▸ **Extrait choisi**
L’ancien Code pénal date de 1867
Le Conseil des ministres a définitivement approuvé, en deuxième lecture, le projet de loi relatif au Livre II du Code pénal. Après l’approbation du Livre I en mai, le projet complet du nouveau Code pénal, préparé par le ministre Van Quickenborne, est maintenant prêt à être discuté au Parlement. Les lignes de force sont l’emprisonnement en tant qu’ultime remède, de nouvelles incriminations et des incriminations plus lourdes, des peines pour certaines infractions et une structure simple.
Bien que la société ait beaucoup évolué depuis, le Code pénal belge actuel date de 1867. Il est très à la traîne par rapport aux normes sociales actuelles et contient en outre d’innombrables dispositions tombées depuis longtemps en désuétude ou complétées par une multiplication de lois supplémentaires. La vision des peines est également trop axée sur les représailles et pas assez sur la réhabilitation. Pour pratiquement toutes les infractions, l’emprisonnement était le point de départ, alors que la science a depuis lors établi que pour les infractions moins graves, les peines alternatives sont beaucoup plus efficaces.
De nouvelles incriminations et des incriminations plus lourdes ainsi que des peines adaptées
Les incriminations et le montant des peines ont été adaptés aux valeurs et aux normes contemporaines. Cette démarche avait déjà été réalisée pour le nouveau droit pénal sexuel et est à présent généralisée à l’ensemble du Code pénal.

▸ **Données fournies**
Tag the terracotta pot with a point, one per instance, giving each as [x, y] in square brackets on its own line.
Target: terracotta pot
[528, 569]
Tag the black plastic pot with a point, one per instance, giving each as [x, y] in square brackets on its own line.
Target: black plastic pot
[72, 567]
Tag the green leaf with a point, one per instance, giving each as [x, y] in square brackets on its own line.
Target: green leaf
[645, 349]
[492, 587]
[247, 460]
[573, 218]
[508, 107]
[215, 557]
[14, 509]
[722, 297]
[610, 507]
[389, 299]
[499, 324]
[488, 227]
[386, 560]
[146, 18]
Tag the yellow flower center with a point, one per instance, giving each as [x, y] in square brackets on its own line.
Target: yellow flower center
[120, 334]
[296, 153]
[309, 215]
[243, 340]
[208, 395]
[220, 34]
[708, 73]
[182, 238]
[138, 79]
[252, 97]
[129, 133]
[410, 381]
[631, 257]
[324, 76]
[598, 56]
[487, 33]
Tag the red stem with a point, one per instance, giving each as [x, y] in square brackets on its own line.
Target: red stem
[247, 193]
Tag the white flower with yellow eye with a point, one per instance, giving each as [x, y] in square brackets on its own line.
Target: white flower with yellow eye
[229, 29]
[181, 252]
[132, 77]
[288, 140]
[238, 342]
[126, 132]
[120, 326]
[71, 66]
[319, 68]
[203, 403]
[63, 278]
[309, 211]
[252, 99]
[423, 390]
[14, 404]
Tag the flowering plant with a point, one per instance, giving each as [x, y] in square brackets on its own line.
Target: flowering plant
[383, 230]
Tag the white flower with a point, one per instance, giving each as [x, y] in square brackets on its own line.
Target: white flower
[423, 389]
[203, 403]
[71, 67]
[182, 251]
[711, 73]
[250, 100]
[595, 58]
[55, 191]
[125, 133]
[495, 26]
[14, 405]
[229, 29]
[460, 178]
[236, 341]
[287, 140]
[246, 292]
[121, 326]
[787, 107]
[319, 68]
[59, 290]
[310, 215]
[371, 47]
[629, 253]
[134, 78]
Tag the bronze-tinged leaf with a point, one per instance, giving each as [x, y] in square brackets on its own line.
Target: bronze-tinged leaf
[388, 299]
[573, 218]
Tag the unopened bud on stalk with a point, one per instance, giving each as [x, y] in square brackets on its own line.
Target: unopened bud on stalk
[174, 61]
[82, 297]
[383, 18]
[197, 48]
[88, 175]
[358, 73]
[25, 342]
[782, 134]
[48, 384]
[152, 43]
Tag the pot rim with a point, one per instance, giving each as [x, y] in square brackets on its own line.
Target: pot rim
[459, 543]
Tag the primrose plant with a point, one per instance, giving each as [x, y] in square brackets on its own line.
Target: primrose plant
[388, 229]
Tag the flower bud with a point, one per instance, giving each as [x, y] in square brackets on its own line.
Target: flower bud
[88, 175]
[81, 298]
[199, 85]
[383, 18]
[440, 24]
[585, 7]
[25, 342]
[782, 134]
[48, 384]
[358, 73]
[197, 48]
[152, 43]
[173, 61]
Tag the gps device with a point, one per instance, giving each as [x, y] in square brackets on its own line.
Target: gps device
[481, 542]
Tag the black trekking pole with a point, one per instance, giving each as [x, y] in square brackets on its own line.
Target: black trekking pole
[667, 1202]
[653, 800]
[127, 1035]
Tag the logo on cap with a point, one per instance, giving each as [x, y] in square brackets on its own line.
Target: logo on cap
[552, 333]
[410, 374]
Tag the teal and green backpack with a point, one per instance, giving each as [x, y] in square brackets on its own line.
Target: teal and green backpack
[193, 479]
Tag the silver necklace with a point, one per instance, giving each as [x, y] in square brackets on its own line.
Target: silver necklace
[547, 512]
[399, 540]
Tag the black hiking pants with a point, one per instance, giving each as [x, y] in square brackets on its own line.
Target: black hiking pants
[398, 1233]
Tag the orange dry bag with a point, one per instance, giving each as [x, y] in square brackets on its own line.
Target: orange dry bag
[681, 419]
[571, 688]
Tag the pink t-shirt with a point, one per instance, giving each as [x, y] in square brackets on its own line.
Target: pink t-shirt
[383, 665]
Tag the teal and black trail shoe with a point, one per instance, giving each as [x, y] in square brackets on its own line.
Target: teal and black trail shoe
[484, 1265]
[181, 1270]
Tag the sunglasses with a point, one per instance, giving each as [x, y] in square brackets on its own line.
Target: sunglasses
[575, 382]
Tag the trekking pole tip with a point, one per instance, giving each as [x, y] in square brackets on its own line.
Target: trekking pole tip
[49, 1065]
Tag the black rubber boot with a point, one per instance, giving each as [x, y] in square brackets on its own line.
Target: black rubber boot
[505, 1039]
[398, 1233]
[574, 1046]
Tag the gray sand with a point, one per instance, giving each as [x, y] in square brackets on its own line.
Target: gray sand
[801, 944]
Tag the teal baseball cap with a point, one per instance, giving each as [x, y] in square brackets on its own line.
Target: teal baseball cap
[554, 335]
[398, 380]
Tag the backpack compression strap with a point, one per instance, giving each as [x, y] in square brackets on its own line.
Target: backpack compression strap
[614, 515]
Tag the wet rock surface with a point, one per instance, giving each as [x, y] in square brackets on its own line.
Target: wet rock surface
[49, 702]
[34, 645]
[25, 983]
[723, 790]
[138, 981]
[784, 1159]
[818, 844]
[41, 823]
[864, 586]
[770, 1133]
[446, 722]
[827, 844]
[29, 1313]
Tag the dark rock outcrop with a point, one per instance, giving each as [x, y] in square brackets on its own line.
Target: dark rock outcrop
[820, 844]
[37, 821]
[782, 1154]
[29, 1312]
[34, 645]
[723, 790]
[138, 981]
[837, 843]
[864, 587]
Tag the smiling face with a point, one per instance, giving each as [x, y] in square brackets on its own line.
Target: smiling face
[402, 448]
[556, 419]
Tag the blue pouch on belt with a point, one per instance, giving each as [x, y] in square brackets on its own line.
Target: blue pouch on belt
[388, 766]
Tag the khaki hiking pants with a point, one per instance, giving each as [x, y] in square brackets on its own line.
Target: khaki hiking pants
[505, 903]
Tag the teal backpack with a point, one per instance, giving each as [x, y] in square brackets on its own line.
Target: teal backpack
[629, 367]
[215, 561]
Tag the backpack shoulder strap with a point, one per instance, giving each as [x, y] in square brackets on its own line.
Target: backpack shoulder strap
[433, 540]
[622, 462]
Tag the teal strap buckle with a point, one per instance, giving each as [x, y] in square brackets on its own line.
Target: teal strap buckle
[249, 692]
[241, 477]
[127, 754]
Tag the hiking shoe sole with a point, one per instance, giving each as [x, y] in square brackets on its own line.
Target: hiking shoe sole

▸ **Exercices proposés**
(a) Selon l'extrait choisi, quel ministre a préparé le projet complet du nouveau Code pénal ?
(b) Recopiez le passage de l'extrait choisi qui s'ouvre sur les mots « L’ancien Code pénal » et se termine par « une structure simple. ».

▸ **Vos réponses**
(a) Le ministre Van Quickenborne.

(b)
L’ancien Code pénal date de 1867
Le Conseil des ministres a définitivement approuvé, en deuxième lecture, le projet de loi relatif au Livre II du Code pénal. Après l’approbation du Livre I en mai, le projet complet du nouveau Code pénal, préparé par le ministre Van Quickenborne, est maintenant prêt à être discuté au Parlement. Les lignes de force sont l’emprisonnement en tant qu’ultime remède, de nouvelles incriminations et des incriminations plus lourdes, des peines pour certaines infractions et une structure simple.